Work to complete: Please identify every line in the listing below that contains the string "smiley" and copy each of those lines. Case counts when matching.

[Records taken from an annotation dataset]
>> start

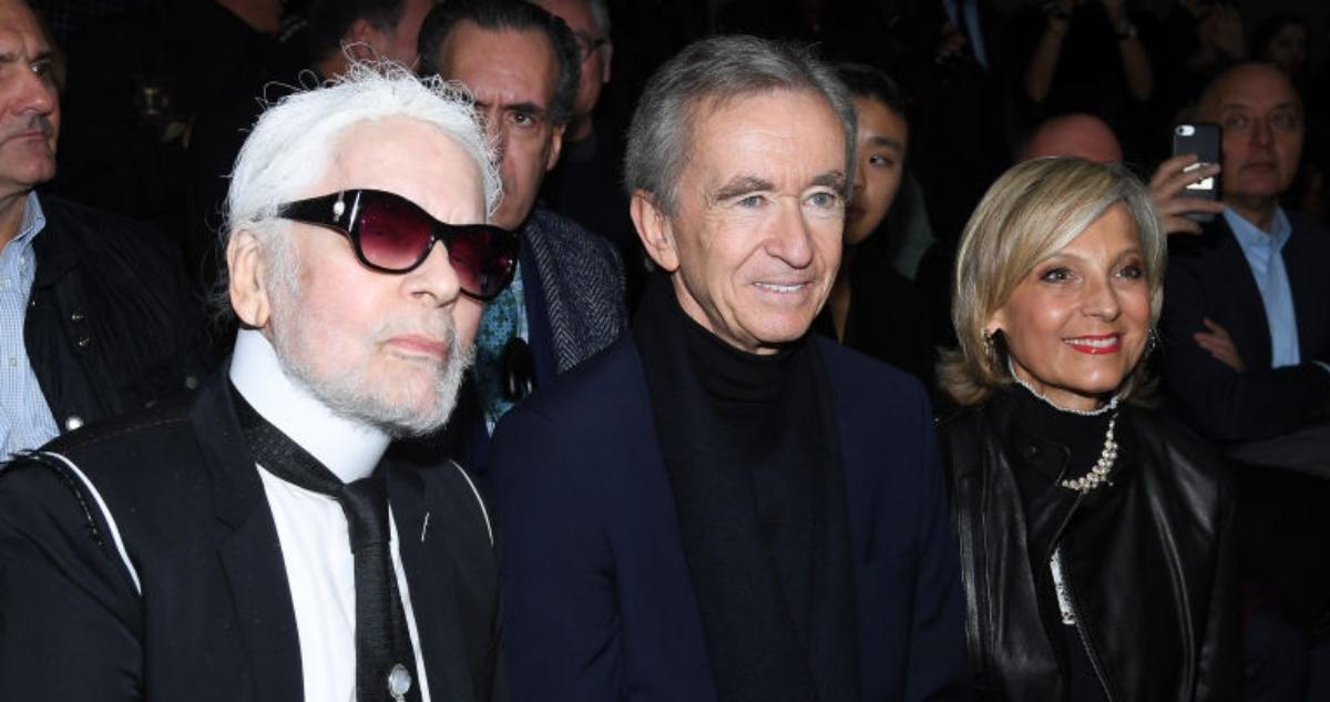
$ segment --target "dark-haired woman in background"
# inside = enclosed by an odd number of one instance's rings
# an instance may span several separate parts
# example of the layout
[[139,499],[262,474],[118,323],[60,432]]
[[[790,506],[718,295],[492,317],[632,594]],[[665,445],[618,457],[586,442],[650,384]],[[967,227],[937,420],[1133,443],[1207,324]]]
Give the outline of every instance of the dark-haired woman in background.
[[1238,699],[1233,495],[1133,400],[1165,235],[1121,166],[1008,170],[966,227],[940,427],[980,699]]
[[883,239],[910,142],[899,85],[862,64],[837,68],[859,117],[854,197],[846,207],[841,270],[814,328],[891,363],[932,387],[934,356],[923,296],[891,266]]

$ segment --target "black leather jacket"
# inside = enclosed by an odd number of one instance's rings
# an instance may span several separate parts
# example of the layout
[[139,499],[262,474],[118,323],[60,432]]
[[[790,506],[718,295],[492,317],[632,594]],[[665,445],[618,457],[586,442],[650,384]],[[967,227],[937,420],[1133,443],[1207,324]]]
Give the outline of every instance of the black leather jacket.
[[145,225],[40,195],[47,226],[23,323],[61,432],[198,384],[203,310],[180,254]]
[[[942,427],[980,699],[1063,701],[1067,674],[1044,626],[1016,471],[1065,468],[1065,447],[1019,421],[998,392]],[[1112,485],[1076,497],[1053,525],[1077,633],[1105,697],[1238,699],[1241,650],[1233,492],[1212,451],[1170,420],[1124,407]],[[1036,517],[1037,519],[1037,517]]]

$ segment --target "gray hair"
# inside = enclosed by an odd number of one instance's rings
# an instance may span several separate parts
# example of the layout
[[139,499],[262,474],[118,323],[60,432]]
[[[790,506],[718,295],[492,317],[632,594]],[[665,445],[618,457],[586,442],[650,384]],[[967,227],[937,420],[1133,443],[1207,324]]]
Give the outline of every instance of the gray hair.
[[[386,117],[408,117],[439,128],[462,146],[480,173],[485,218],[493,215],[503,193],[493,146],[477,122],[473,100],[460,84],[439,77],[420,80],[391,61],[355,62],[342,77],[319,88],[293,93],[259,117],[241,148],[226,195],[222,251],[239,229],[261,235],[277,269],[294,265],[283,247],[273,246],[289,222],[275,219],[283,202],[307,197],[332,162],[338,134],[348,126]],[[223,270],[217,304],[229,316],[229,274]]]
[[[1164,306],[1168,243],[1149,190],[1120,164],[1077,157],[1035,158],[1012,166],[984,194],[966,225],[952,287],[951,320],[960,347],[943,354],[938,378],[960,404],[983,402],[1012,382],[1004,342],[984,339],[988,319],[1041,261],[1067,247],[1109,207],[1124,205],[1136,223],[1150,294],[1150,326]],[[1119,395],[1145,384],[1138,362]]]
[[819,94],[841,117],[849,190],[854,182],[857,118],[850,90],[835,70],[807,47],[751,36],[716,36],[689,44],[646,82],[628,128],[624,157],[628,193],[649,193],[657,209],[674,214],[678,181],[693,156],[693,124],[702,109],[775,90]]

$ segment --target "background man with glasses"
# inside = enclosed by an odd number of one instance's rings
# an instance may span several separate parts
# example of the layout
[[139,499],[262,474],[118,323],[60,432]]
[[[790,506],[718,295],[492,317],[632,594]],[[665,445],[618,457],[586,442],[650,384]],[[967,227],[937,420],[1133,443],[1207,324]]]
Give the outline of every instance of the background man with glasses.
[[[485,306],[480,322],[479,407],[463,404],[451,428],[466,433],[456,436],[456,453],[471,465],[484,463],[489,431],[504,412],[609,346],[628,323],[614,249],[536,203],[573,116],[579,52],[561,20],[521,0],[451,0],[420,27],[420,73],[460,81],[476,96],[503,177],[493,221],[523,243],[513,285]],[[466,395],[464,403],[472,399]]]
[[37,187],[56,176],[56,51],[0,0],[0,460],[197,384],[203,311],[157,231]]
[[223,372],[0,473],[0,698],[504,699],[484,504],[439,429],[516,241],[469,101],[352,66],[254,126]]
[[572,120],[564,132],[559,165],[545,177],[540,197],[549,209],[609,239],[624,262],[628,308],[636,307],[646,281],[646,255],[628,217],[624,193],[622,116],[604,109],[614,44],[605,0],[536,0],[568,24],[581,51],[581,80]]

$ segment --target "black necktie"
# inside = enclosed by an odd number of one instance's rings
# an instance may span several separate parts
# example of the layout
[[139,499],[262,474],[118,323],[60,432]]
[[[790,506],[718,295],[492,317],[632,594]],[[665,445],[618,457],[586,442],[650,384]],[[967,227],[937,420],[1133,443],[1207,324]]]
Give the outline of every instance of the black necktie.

>> end
>> start

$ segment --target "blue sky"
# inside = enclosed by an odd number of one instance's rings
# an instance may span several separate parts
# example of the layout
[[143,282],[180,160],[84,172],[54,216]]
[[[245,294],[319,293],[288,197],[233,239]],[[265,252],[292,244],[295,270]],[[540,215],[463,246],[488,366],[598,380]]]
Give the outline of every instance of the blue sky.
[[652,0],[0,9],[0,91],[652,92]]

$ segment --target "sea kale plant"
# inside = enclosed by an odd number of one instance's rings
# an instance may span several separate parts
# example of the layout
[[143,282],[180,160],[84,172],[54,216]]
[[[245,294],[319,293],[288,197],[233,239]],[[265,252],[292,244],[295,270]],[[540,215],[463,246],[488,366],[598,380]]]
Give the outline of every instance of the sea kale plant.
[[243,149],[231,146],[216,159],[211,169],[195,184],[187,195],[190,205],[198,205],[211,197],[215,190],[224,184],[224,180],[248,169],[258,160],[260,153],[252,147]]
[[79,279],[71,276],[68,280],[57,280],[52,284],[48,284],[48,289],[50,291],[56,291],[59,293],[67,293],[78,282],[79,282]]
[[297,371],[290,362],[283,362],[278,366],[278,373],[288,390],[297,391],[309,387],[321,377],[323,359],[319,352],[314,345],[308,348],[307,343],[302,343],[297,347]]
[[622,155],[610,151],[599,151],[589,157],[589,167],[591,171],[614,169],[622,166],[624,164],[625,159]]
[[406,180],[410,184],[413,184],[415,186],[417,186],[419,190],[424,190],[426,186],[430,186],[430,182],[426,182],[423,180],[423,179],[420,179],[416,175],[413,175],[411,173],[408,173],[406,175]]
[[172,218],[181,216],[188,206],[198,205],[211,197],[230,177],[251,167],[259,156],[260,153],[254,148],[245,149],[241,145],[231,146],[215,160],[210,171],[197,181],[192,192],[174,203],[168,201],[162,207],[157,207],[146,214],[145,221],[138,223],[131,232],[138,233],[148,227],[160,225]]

>> end
>> start

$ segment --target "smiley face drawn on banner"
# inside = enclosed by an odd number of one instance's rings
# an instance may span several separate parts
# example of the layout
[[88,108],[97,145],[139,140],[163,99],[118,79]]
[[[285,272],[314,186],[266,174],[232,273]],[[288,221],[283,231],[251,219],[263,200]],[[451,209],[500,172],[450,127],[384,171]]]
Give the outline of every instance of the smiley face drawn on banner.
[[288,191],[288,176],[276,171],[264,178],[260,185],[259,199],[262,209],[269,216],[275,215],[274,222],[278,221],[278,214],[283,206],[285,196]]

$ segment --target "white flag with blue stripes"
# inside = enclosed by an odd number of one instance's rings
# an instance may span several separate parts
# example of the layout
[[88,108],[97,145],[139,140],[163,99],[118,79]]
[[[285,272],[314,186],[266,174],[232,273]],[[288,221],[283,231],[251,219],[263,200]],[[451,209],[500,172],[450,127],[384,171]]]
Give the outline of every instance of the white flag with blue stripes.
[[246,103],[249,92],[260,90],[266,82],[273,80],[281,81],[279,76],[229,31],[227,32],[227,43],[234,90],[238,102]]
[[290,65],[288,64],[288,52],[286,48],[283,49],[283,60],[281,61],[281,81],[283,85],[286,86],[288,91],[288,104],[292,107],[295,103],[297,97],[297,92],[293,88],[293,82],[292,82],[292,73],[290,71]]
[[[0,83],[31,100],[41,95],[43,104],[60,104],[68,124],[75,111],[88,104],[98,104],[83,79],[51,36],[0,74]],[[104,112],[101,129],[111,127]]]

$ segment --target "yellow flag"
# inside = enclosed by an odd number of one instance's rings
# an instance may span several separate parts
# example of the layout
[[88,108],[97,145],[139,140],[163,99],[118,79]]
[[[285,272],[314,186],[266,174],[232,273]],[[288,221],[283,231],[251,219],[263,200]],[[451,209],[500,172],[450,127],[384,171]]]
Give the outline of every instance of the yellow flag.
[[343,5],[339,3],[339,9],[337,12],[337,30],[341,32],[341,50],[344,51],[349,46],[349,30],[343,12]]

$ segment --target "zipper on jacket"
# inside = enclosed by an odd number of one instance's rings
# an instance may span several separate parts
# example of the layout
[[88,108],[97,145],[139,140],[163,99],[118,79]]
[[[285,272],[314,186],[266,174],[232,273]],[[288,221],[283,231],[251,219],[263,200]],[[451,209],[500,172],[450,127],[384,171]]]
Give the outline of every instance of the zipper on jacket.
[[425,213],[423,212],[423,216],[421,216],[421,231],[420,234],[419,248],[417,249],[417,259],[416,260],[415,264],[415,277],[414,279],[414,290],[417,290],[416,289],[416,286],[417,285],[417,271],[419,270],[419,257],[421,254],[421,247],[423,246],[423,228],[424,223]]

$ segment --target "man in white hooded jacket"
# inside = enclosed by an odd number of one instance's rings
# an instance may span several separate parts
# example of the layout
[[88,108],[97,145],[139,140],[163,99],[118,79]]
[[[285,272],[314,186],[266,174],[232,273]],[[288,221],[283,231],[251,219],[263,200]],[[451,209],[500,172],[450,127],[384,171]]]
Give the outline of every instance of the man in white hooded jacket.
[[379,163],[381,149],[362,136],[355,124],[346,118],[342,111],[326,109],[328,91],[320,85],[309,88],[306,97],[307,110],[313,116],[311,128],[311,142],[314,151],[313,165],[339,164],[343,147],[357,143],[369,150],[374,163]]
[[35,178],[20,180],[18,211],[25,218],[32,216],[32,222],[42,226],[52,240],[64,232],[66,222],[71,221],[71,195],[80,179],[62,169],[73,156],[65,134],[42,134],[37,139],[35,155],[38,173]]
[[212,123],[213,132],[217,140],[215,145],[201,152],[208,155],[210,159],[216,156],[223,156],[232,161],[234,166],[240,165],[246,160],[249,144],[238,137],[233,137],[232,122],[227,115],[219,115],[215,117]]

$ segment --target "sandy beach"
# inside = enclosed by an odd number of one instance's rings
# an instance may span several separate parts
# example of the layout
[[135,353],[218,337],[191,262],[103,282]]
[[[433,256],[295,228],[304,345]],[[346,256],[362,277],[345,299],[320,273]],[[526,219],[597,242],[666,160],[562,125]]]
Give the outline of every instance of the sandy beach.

>> end

Response to the task:
$ segment --target "smiley face drawn on banner"
Give the outline of every instance of the smiley face drawn on banner.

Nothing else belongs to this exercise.